Material provided
━━━━━━━━━━━━━━━━

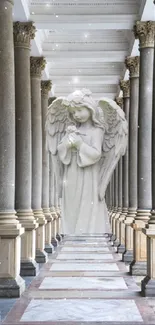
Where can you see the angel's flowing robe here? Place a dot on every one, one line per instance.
(82, 212)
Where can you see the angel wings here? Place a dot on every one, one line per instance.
(65, 118)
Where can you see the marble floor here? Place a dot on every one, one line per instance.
(84, 282)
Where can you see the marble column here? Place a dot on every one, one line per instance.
(54, 240)
(111, 201)
(37, 64)
(11, 284)
(148, 284)
(125, 87)
(120, 249)
(58, 211)
(23, 33)
(145, 32)
(115, 203)
(119, 210)
(45, 88)
(50, 100)
(132, 64)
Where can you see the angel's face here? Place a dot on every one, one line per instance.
(81, 114)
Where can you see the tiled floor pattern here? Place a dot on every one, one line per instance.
(84, 282)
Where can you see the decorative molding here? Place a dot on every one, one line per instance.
(125, 87)
(46, 86)
(145, 31)
(37, 65)
(119, 101)
(132, 64)
(23, 33)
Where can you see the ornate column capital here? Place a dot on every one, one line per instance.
(11, 1)
(125, 87)
(145, 31)
(46, 86)
(37, 65)
(51, 100)
(119, 101)
(23, 33)
(132, 64)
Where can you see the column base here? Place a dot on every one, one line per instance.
(54, 242)
(148, 287)
(121, 249)
(138, 268)
(49, 248)
(128, 257)
(29, 268)
(11, 288)
(116, 243)
(58, 237)
(113, 237)
(41, 256)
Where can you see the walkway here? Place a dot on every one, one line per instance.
(84, 282)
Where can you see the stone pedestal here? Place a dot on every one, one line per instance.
(145, 32)
(11, 284)
(37, 64)
(23, 33)
(45, 88)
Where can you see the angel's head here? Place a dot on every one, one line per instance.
(82, 107)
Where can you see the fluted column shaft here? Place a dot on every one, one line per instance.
(148, 284)
(37, 64)
(45, 88)
(52, 202)
(10, 230)
(132, 63)
(125, 87)
(23, 33)
(145, 32)
(115, 202)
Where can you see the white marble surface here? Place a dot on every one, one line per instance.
(82, 310)
(79, 283)
(85, 249)
(86, 244)
(78, 256)
(84, 267)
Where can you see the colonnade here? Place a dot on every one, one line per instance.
(29, 218)
(29, 206)
(133, 218)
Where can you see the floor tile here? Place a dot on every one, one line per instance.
(84, 267)
(85, 249)
(82, 310)
(83, 283)
(65, 256)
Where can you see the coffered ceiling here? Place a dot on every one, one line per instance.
(85, 42)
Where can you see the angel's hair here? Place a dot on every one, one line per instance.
(83, 98)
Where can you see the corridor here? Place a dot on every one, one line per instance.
(84, 282)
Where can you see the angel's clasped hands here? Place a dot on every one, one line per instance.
(74, 140)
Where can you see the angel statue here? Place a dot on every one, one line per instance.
(86, 139)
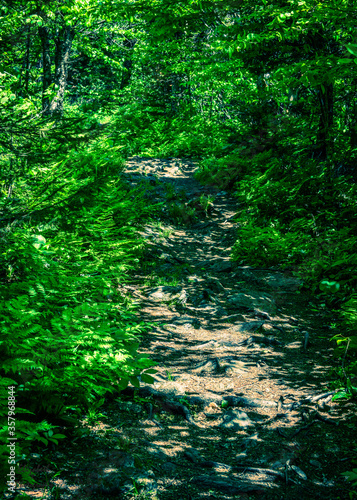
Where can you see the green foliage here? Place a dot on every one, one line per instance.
(68, 336)
(269, 246)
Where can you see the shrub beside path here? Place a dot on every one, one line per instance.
(241, 405)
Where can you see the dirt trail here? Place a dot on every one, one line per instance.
(242, 386)
(241, 406)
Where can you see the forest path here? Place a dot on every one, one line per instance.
(236, 408)
(240, 406)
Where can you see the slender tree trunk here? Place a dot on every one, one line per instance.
(62, 56)
(323, 138)
(27, 61)
(46, 67)
(127, 64)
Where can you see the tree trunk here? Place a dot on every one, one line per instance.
(46, 67)
(62, 56)
(323, 137)
(128, 63)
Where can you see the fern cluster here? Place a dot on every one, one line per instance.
(67, 334)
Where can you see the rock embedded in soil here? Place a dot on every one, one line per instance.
(236, 420)
(253, 301)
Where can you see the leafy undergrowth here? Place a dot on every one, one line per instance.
(68, 336)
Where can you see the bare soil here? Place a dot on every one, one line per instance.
(241, 406)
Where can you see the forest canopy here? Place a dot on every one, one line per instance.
(262, 95)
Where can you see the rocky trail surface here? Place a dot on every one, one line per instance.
(240, 406)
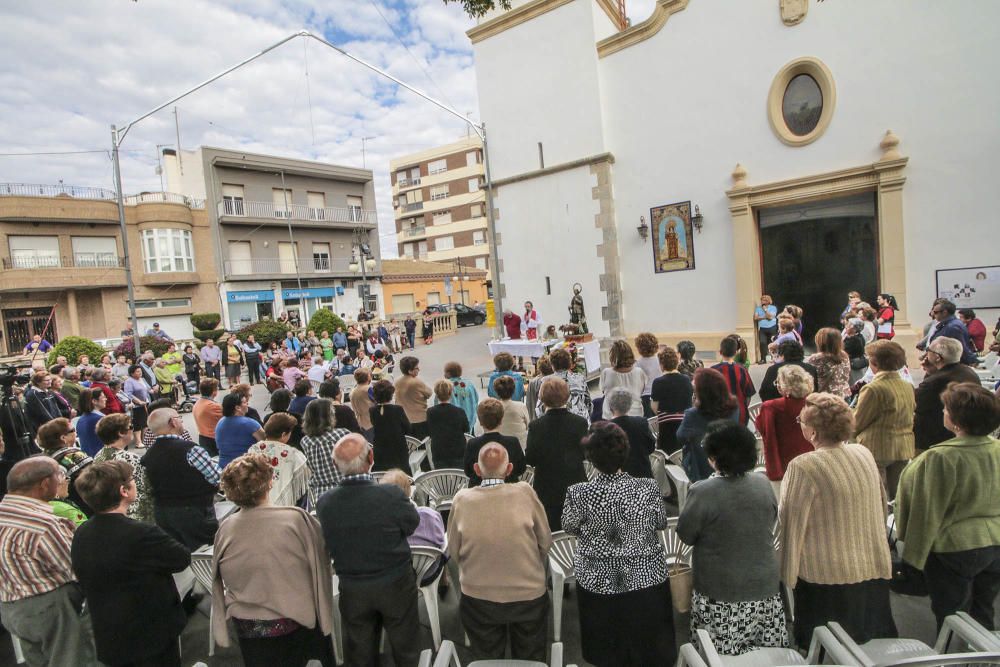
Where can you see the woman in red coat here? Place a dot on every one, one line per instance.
(99, 380)
(778, 424)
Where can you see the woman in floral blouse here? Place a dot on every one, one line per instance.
(833, 366)
(626, 616)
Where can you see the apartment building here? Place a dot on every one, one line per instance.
(64, 266)
(289, 235)
(440, 204)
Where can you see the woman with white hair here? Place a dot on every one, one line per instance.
(640, 440)
(777, 423)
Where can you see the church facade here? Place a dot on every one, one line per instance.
(682, 166)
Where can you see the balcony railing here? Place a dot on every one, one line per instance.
(101, 194)
(257, 209)
(274, 265)
(83, 260)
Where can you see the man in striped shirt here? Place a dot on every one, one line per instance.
(40, 600)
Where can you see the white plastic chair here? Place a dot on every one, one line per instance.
(674, 548)
(201, 566)
(438, 487)
(561, 570)
(424, 559)
(681, 481)
(417, 454)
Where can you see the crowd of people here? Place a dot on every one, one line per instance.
(120, 493)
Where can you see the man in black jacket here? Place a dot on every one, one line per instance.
(944, 357)
(125, 568)
(365, 526)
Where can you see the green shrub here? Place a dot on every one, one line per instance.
(325, 320)
(264, 332)
(157, 345)
(205, 321)
(212, 333)
(73, 347)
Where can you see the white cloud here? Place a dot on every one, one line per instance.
(75, 67)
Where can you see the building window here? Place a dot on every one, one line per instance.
(34, 252)
(321, 256)
(316, 201)
(95, 251)
(354, 207)
(801, 101)
(232, 200)
(167, 250)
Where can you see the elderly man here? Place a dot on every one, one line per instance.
(40, 600)
(365, 526)
(943, 367)
(946, 325)
(500, 537)
(184, 481)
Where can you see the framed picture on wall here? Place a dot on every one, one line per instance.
(971, 287)
(673, 240)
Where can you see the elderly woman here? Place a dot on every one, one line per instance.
(291, 468)
(833, 506)
(883, 416)
(515, 414)
(672, 393)
(554, 448)
(729, 519)
(319, 426)
(831, 362)
(640, 440)
(778, 425)
(712, 401)
(626, 617)
(272, 575)
(647, 345)
(623, 373)
(947, 510)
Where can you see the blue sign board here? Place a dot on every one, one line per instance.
(255, 295)
(307, 293)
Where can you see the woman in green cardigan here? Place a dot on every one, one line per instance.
(948, 508)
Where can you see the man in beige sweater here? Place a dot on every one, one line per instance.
(500, 537)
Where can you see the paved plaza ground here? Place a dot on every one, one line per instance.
(469, 347)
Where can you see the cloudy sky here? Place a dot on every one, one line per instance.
(74, 67)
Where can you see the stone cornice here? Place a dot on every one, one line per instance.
(663, 10)
(554, 169)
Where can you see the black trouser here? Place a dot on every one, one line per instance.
(764, 337)
(191, 526)
(487, 624)
(293, 650)
(964, 581)
(368, 607)
(208, 444)
(253, 370)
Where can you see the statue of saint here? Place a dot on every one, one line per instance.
(577, 315)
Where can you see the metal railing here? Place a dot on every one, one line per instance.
(260, 209)
(100, 194)
(255, 265)
(82, 260)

━━━━━━━━━━━━━━━━

Your objective
Locate the line that contains "Where can you see the elderly man". Repeat it and every line after it, up to and including the final line, exactly.

Answer
Where can you see the elderly man here? Place a dot on every one, one line per instance.
(40, 600)
(365, 526)
(943, 367)
(946, 325)
(500, 537)
(184, 481)
Where can you see the framed picture on wall here? Place a dot on every one, one line per instance.
(971, 287)
(673, 240)
Where can you see the elderly woman here? Place a dot on every one, one line per instance.
(291, 468)
(833, 506)
(883, 416)
(515, 414)
(672, 393)
(554, 448)
(729, 519)
(319, 426)
(831, 362)
(640, 440)
(778, 425)
(712, 401)
(626, 617)
(272, 575)
(647, 345)
(623, 373)
(947, 510)
Where can you see the blue sign board here? Place a dot on every one, one line per instance.
(255, 295)
(307, 293)
Where can you see the woman in green cardigan here? Place a dot on every one, one line per instance.
(948, 508)
Where can you see the man in beige sweater here? Place a dot on every one, one line per instance.
(500, 537)
Where can you see the paved plaza ground here? Place a dot on every one, one line per instance.
(469, 347)
Where can you see the cloudy sky here? Place a dot on every one, one line per instance.
(74, 67)
Where can you see the stone cornice here? Place a dot on every one, one line per instance.
(663, 10)
(554, 169)
Where can you see the black trouser here? Place a dot on every one, one line per instance.
(764, 337)
(191, 526)
(487, 624)
(293, 650)
(964, 581)
(368, 607)
(208, 444)
(253, 370)
Where can you see the statue of saint here? Place a dot on every one, one line per instance.
(577, 315)
Where can you see the metal railing here? Place a dot on every one, one line per instance.
(260, 209)
(100, 194)
(255, 265)
(82, 260)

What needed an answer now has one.